[start]

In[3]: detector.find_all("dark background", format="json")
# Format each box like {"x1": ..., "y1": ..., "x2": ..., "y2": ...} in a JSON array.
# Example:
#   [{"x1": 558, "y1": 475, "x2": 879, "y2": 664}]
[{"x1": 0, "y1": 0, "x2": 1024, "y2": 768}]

[end]

Task requirements: Render each line of the listing above as a string in a JSON array, with one string per line and blank lines omitted.

Response:
[
  "In[3]: detector.find_all(\"dark background\", format=\"json\")",
  "# Format each box like {\"x1\": ..., \"y1\": ..., \"x2\": ..., \"y2\": ...} in a JSON array.",
  "# Example:",
  "#   [{\"x1\": 558, \"y1\": 475, \"x2\": 879, \"y2\": 664}]",
  "[{\"x1\": 0, \"y1\": 0, \"x2\": 1024, \"y2\": 768}]"
]